======== Dataset excerpts

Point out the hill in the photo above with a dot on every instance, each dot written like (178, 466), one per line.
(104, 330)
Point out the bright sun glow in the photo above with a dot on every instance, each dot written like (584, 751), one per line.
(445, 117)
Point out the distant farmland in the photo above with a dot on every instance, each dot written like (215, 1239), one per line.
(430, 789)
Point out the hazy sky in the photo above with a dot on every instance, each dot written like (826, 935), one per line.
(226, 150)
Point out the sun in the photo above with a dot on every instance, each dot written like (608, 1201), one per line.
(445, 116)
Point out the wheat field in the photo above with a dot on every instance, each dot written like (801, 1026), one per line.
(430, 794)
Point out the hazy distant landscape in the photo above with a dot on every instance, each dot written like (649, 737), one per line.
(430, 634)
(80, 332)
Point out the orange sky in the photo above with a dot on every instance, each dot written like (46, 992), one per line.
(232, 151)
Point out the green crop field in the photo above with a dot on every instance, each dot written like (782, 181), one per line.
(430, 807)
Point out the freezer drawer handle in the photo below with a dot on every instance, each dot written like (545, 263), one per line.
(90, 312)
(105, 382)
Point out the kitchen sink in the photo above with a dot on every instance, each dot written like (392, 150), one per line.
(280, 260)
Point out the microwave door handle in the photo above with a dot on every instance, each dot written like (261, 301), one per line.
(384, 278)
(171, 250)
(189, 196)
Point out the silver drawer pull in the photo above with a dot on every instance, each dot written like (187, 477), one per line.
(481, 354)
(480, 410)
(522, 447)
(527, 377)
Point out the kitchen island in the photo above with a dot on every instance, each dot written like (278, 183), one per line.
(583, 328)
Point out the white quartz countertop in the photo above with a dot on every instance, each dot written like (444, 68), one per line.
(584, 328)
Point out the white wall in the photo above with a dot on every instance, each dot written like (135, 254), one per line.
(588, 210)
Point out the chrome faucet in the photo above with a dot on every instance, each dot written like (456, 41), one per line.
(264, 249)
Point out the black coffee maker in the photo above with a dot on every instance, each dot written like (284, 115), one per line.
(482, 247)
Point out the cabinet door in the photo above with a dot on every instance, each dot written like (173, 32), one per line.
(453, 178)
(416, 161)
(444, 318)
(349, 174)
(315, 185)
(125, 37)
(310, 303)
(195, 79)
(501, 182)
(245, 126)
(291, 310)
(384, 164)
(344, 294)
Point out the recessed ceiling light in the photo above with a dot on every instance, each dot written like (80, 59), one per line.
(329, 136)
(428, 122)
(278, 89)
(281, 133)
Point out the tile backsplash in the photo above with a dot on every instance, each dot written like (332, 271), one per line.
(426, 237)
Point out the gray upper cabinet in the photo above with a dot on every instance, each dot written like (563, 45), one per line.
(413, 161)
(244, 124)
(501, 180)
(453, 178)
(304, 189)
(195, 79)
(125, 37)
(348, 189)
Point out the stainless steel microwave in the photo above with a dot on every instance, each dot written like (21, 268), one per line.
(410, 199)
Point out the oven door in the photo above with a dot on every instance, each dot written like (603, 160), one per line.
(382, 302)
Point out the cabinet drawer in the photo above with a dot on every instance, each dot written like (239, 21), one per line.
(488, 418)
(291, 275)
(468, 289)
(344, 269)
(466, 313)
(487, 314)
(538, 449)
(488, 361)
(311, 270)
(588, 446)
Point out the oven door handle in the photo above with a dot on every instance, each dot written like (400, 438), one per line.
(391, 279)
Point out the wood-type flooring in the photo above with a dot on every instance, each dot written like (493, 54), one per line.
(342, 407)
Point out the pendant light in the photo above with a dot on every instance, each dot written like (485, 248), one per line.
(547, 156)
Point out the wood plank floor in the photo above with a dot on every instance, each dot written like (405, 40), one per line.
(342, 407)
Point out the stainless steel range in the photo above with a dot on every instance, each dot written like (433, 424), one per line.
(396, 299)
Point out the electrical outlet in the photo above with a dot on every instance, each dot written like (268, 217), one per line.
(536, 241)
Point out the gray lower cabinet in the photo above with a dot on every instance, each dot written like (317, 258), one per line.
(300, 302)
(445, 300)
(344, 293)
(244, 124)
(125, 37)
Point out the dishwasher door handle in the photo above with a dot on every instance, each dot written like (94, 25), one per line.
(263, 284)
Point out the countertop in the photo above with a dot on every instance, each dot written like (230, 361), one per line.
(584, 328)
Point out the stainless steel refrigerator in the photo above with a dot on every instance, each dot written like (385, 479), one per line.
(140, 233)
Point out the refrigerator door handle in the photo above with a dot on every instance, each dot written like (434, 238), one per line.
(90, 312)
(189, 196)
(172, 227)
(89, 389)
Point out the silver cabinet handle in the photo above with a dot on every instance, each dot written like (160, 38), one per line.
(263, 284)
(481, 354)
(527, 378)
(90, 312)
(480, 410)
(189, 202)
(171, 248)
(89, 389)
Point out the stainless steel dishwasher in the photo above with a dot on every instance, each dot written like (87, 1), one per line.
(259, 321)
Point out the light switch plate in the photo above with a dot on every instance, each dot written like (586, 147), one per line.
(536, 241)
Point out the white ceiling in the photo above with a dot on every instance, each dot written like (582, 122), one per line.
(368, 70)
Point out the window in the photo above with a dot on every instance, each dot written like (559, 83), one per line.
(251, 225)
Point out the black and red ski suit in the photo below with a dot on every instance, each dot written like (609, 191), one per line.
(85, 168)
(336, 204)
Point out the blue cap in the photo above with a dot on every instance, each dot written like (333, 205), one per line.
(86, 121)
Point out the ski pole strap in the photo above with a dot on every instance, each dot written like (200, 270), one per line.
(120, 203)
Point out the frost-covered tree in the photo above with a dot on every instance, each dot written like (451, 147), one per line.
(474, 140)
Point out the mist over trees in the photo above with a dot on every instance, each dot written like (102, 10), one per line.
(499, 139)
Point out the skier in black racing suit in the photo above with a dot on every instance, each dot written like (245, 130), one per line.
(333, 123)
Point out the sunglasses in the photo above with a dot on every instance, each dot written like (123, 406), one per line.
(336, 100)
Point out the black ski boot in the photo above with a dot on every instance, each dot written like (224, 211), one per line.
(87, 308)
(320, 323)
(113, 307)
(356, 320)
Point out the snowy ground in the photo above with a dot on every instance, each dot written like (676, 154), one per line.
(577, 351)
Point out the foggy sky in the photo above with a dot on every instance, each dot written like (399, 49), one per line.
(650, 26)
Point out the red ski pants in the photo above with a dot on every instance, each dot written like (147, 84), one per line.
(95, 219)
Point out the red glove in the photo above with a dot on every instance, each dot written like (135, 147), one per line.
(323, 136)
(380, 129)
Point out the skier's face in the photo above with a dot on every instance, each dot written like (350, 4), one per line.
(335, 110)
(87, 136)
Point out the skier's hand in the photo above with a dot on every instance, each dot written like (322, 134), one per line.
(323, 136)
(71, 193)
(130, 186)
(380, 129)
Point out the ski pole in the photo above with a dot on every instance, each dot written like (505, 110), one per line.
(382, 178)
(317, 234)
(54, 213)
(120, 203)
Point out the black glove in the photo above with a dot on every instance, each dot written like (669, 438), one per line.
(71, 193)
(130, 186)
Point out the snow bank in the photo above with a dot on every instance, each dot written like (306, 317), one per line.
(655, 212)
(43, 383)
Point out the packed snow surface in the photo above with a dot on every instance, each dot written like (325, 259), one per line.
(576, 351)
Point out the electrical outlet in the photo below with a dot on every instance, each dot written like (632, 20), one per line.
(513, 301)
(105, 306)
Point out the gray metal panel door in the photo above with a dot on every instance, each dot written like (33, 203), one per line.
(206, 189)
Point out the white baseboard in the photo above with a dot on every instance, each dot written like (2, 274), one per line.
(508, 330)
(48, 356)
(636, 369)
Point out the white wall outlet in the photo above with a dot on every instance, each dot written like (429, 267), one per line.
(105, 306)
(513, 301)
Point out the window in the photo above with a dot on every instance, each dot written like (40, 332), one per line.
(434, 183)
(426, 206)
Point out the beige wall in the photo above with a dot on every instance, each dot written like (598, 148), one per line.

================

Work instructions - Your output consists solely of the lines from the one with "Point out the ski pole in" through the last line, copied exactly.

Solved exercise -
Point out the ski pole in the photo above with a dot on every instance, each dot written like (505, 110), one per line.
(382, 178)
(317, 234)
(54, 213)
(120, 203)
Point out the black glove in the photo above with a dot on every instance, each dot written like (669, 438), one per line.
(71, 193)
(130, 186)
Point out the snow bank in the photo above with a dot on every instance, each dot written like (306, 317), one per line.
(655, 212)
(43, 383)
Point out the packed snow surface in the photo above with a dot on every instance, each dot written like (325, 259), one per line.
(576, 351)
Point out the electrical outlet in the photo below with a dot on every instance, each dot written like (632, 20), one per line.
(513, 301)
(105, 306)
Point out the gray metal panel door in the photo above with a dot on every instance, each dot written like (33, 203), one per line.
(206, 189)
Point out the white baseboard in the photo above with a dot on every instance, each dot written like (2, 274), one per line.
(508, 330)
(48, 356)
(636, 369)
Point out the white wall outlet in the photo above with a dot on every instance, each dot written like (429, 267), one per line.
(105, 306)
(513, 301)
Point out the window in the photo above with a dot on every instance, each dot written like (40, 332), one per line.
(434, 183)
(426, 206)
Point out the beige wall in the photo above with a dot on every instance, each dot written like (598, 148), one per line.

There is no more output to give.